Excerpted data:
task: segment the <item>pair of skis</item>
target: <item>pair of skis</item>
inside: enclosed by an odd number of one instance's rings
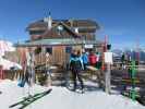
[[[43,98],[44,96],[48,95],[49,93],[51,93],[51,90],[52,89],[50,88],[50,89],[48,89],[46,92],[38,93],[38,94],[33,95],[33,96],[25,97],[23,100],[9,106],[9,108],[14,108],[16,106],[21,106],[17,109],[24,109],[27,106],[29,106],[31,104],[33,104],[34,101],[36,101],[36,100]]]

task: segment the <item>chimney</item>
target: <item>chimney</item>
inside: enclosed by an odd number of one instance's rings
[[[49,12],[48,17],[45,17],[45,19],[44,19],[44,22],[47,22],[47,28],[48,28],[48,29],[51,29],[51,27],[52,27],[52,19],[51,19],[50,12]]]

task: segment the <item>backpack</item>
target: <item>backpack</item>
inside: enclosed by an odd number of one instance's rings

---

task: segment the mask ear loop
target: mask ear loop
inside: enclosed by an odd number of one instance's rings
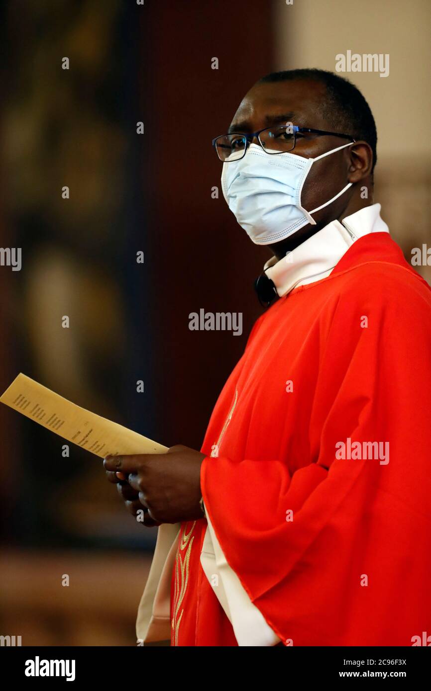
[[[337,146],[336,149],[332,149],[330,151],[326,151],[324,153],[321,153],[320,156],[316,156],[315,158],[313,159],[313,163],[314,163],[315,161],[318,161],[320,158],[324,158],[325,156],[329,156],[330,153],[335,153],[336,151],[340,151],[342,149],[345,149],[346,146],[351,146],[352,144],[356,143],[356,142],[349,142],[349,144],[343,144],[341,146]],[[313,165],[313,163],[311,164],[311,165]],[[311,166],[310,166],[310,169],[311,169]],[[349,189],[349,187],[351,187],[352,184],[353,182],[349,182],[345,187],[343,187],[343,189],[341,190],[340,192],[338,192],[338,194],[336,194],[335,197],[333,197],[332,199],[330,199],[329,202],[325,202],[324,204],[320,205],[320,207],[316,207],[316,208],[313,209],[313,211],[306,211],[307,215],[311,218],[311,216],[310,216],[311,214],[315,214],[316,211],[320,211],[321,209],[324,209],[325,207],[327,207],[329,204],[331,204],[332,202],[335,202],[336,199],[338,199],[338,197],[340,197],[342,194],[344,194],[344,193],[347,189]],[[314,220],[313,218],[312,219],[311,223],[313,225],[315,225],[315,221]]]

---

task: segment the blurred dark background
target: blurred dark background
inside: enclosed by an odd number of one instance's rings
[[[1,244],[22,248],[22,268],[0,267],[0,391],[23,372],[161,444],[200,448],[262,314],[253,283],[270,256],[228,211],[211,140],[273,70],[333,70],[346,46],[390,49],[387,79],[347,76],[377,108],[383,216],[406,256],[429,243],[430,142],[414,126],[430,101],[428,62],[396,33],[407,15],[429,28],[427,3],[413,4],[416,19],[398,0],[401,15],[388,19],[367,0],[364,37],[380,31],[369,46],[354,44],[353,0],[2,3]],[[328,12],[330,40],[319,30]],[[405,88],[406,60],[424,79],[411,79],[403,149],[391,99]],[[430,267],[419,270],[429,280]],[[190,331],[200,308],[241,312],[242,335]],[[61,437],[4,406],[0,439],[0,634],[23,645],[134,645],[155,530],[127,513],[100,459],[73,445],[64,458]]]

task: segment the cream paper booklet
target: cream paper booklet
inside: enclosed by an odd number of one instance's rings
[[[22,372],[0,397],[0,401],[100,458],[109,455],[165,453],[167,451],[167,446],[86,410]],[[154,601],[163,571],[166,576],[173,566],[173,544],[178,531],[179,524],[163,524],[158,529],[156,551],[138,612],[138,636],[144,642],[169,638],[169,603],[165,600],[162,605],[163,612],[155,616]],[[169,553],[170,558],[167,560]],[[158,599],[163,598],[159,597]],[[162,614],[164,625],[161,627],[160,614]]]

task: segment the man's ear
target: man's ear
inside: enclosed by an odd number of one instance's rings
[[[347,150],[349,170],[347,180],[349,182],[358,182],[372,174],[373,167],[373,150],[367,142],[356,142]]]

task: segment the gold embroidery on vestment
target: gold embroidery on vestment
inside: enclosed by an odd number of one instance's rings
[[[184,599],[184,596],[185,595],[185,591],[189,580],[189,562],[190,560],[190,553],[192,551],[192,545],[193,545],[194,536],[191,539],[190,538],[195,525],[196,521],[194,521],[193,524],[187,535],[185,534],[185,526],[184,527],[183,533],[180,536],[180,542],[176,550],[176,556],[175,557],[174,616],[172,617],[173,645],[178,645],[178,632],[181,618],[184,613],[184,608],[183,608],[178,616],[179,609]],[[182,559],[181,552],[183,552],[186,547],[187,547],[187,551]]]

What to work on:
Which lines in the records contain the string "paper"? Find and copy each of them, matching case exactly.

Result:
task: segment the cream paper booklet
target: cream paper booklet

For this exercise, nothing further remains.